*Exercise requirements*
Reproduce the entries exactly.

-- Begin --

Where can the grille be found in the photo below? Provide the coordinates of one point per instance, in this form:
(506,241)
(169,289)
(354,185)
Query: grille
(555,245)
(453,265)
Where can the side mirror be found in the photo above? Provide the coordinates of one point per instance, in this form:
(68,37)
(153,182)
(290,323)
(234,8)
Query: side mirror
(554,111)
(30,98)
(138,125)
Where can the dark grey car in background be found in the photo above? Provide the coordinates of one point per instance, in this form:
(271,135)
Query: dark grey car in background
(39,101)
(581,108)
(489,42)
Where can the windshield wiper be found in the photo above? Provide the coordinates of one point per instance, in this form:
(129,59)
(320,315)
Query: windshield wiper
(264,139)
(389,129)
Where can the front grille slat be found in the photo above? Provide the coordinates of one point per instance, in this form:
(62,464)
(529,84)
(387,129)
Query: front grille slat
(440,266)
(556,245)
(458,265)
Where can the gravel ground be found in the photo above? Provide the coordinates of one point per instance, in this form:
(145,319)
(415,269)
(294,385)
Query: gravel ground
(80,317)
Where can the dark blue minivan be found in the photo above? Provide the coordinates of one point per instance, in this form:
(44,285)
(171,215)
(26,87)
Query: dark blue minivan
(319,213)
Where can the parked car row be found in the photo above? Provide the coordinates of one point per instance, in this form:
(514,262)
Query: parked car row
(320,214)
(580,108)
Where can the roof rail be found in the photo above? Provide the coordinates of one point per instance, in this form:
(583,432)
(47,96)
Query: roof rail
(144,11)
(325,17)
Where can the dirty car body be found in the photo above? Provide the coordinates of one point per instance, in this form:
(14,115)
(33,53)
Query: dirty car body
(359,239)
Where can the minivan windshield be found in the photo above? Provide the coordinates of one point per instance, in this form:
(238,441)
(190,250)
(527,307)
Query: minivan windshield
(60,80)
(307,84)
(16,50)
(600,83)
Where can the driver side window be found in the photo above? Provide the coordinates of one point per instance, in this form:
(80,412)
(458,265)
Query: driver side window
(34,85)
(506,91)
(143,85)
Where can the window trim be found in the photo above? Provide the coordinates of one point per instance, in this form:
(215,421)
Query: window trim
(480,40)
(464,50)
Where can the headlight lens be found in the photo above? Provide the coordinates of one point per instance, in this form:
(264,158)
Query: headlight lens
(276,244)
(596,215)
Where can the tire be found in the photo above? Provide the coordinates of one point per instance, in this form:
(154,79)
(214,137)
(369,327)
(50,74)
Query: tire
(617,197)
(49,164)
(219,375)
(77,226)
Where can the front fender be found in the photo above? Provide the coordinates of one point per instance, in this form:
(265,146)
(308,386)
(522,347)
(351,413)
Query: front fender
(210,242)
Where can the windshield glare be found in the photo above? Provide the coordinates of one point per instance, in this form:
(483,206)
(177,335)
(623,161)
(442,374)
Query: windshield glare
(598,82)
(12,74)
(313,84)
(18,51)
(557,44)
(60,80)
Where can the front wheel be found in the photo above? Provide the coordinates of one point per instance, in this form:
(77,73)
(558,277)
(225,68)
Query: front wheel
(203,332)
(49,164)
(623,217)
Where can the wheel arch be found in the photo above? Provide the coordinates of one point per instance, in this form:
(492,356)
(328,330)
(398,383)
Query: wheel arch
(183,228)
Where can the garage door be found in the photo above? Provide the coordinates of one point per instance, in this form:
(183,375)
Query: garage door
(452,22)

-- End --

*Exercise output*
Where can the grille be found in the photo below? Provide the coordinates of one point per instance, in this form:
(506,241)
(169,289)
(354,185)
Query: grille
(555,245)
(453,265)
Where can the side mirror be found in the photo above? Provide the coordinates of one point per instance, in this form:
(68,37)
(153,182)
(290,323)
(234,8)
Query: side mirror
(554,111)
(30,98)
(138,125)
Where can the dark grey car in background be found in the photo above? Provide the coordinates of one point per instance, in this form:
(271,135)
Query: dark grey car in background
(39,101)
(581,108)
(489,42)
Where can the windshield wiper be found in the photo above? Provide the coordinates of one point per instance, in this form:
(129,59)
(320,315)
Query: windshield wiper
(264,139)
(389,129)
Where can the front grille slat be found in the photo above? Provide the coordinates of one point per instance, in this form:
(62,464)
(529,84)
(387,129)
Query: front grille slat
(440,266)
(556,245)
(458,265)
Where can the gravel ground be found in the photo above? Provide the coordinates of one point per instance, in this form:
(145,319)
(415,269)
(294,385)
Query: gravel ground
(80,317)
Where can the dark blue minivan be found in the photo above? Provide the coordinates of one point per instance, in this form:
(44,285)
(171,215)
(26,87)
Query: dark blue minivan
(319,213)
Where can the parked car row be found in the photo above? Provide the coordinates of one point per instance, in this form:
(514,262)
Query: parked car row
(320,214)
(580,108)
Where can the roof rail be found in the photo above? Provide the coordinates of one point per instance, in this form:
(583,432)
(47,96)
Query: roof rail
(144,11)
(325,17)
Where can the dirty car body be found in the photo above? Provide the coordinates of one point per instance, in this form:
(14,115)
(33,53)
Query: dirty car body
(359,239)
Where can the minivan windshield be found in the photo above? Provide the coordinates of one point per instance, in this form:
(238,441)
(190,250)
(527,307)
Query: minivan windshield
(60,80)
(307,84)
(16,50)
(600,83)
Where can the driver side window be found in the photo above? Provide the coordinates of one point per instance, in this form:
(80,412)
(458,265)
Query: driver side window
(34,85)
(506,91)
(143,85)
Where can the window trim be found in the photo above? Provide the coordinates of one point per instance, in this form:
(215,421)
Query: window trim
(480,40)
(464,50)
Where can the headlight lens be found in the photo above? Provide the coordinates of one point per instance, in this form:
(264,158)
Query: headlight lens
(276,244)
(596,215)
Where can the tire be found in the photo above? Provide the coordinates of one point per instance, in this form:
(154,79)
(214,137)
(369,327)
(50,74)
Query: tire
(617,197)
(49,164)
(219,375)
(77,226)
Where can the front fender be found in the photo above? Provide the coordinates of one point per instance, in this form:
(265,146)
(308,386)
(522,347)
(351,413)
Query: front fender
(210,242)
Where can the windshield glare be found in the photo above? Provide the coordinates of one point per instance, in this form:
(483,206)
(177,335)
(623,161)
(442,374)
Query: windshield glare
(598,82)
(12,74)
(313,84)
(18,51)
(557,44)
(60,80)
Where can the front wheel be found in the photo above? Provide the coordinates of one point per instance, in this form:
(77,73)
(558,277)
(225,68)
Query: front wheel
(203,332)
(49,164)
(623,217)
Where can the wheel arch be found in the photo above? Provide the coordinates of one point per instance, in this form:
(492,356)
(328,330)
(398,383)
Query: wheel arch
(183,228)
Where can the garage door be found in the photo above? Provide the coordinates of one point per instance, in this form:
(183,375)
Query: garage door
(452,22)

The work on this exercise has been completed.